• GIVEN INSTRUCTION
Print every one of the records below word for word, without changing anything.

• DATA EXCERPTS
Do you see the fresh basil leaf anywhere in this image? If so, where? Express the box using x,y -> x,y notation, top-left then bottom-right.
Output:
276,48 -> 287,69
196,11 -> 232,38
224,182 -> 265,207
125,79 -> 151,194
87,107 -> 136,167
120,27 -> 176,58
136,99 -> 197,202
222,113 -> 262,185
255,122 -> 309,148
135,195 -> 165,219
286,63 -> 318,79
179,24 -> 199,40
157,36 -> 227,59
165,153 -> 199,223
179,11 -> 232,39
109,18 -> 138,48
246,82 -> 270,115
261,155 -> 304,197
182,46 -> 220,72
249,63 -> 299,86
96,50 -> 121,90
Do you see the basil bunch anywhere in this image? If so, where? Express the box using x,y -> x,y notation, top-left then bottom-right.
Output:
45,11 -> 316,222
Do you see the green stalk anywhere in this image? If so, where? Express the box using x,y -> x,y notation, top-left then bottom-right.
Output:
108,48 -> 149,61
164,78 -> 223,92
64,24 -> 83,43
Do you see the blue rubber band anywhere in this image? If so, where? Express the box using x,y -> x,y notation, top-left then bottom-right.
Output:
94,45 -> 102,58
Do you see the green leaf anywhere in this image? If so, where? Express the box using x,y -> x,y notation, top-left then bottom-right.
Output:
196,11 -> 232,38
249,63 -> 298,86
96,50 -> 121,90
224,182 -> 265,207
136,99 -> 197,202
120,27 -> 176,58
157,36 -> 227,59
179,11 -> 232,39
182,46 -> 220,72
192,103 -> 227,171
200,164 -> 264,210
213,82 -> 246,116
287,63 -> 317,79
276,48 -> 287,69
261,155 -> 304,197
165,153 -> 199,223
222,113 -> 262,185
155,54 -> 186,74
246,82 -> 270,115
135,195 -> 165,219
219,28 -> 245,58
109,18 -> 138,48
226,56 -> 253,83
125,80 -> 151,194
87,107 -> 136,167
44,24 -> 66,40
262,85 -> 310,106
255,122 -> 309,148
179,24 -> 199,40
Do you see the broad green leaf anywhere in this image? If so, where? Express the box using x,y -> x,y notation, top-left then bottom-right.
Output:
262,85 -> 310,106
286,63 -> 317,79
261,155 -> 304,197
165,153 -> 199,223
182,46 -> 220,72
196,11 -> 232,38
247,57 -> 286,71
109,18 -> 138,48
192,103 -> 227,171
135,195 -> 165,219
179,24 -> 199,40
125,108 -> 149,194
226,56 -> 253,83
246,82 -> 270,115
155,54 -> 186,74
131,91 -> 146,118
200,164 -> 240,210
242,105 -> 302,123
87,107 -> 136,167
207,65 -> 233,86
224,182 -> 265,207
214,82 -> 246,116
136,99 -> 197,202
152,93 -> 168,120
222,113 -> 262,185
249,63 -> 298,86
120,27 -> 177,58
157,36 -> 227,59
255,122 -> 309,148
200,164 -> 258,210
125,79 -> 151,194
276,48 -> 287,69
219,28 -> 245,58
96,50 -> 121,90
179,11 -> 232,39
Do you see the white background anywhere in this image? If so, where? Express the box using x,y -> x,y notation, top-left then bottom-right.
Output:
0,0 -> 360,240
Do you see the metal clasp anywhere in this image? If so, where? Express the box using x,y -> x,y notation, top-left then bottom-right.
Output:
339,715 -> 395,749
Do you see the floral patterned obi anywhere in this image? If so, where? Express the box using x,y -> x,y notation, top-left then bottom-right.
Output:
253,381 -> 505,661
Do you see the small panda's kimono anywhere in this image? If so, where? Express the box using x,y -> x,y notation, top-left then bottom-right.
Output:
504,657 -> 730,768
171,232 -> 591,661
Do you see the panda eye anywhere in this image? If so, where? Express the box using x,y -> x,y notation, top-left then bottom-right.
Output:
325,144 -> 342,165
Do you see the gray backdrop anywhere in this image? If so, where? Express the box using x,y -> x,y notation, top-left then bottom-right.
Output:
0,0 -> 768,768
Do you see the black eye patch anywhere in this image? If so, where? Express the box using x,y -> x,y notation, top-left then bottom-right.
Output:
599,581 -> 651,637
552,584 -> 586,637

• REPLY TO THE EXERCISE
Do you see the fresh basil leaf anywhere in this image? If so, where? Express the box using x,y -> x,y notation, top-left then bottom-right.
Output:
276,48 -> 287,69
196,11 -> 232,38
224,182 -> 265,207
125,79 -> 151,194
87,107 -> 136,167
120,27 -> 176,58
136,99 -> 197,202
222,113 -> 262,185
255,122 -> 309,148
135,195 -> 165,219
286,63 -> 318,79
179,24 -> 199,40
157,36 -> 227,59
165,153 -> 199,223
179,11 -> 232,39
109,18 -> 138,48
246,82 -> 270,115
261,155 -> 304,197
182,46 -> 220,72
249,63 -> 299,86
96,50 -> 121,90
Do you see the basil bunch anywhere in this image? If so, where? Express the box using x,y -> x,y notation, top-left then bottom-right.
Output:
45,11 -> 316,222
Do you see the green stalk anywhere in this image? If so, where? Express the box using x,y -> x,y notation, top-left then bottom-right.
Output:
108,48 -> 149,61
164,78 -> 223,92
64,24 -> 83,43
Do you see the blue rubber band anywhere in this image? If so, where? Express the box using x,y -> x,y notation, top-left then bottom-right.
Output:
94,45 -> 102,58
Do you see the green leaf anywhere in this image? If so, where? Express the box using x,y -> x,y notation, top-left then bottom-right.
Output:
196,11 -> 232,38
249,63 -> 298,86
96,50 -> 121,90
224,182 -> 265,207
136,99 -> 197,202
120,27 -> 176,58
157,36 -> 227,59
179,11 -> 232,39
182,46 -> 220,72
192,103 -> 227,171
200,164 -> 264,210
213,82 -> 246,116
287,63 -> 317,79
276,48 -> 287,69
261,155 -> 304,197
165,153 -> 199,223
222,113 -> 262,185
155,54 -> 186,74
246,82 -> 270,115
135,195 -> 165,219
219,28 -> 245,58
109,18 -> 138,48
226,56 -> 253,83
125,80 -> 151,194
87,107 -> 136,167
44,24 -> 66,40
262,85 -> 310,106
255,122 -> 309,148
179,24 -> 199,40
Do you see the broad green leaf anywhere in this image? If so, where? Express the box using x,y -> x,y notation, top-left then bottom-right.
Output:
262,85 -> 310,106
286,63 -> 317,79
261,155 -> 304,197
165,153 -> 199,223
182,46 -> 220,72
196,11 -> 232,38
247,57 -> 286,71
109,18 -> 138,48
192,103 -> 227,171
135,195 -> 165,219
179,24 -> 199,40
125,108 -> 149,194
226,56 -> 253,83
246,82 -> 270,115
155,54 -> 186,74
131,91 -> 146,118
200,164 -> 240,210
242,105 -> 302,123
87,107 -> 136,167
207,65 -> 233,86
224,182 -> 265,207
214,82 -> 246,116
136,99 -> 197,202
152,93 -> 168,120
222,113 -> 262,185
249,63 -> 298,86
120,27 -> 177,58
157,36 -> 227,59
255,122 -> 309,148
200,164 -> 258,210
125,79 -> 151,194
276,48 -> 287,69
219,28 -> 245,58
96,50 -> 121,90
179,11 -> 232,39
Do you see the white background anywhere in this image? If so, where? Express the box using x,y -> x,y notation, top-left then bottom-right.
Output:
0,0 -> 360,240
Do you see the metal clasp anywhere in this image? If so, where? Express the box using x,y -> x,y notation, top-left then bottom-right.
Output:
339,715 -> 395,749
Do you see the floral patterned obi anywhere in this image? If so, where? Express the box using x,y -> x,y notation, top-left then bottom-right.
Output:
253,381 -> 505,661
Do you see the small panda's kimono anywhere in this image? If so, where? Express the box using x,y -> x,y notation, top-left then bottom-right.
Output:
504,657 -> 730,768
171,232 -> 591,661
Do you see the panda eye anywhere in this image? If so, where? Express the box using x,y -> x,y notation, top-left then bottom-right.
Output:
325,144 -> 342,165
Do you see the gray backdrop anywhere in this image? If so, where? Express the box using x,y -> x,y notation, top-left then bottom-right.
Output:
0,0 -> 768,768
Do you see the black eye patch anywhere in this image? If so, where? Express the box using x,y -> x,y notation, top-left then bottom-right.
Output:
599,581 -> 651,637
552,584 -> 586,637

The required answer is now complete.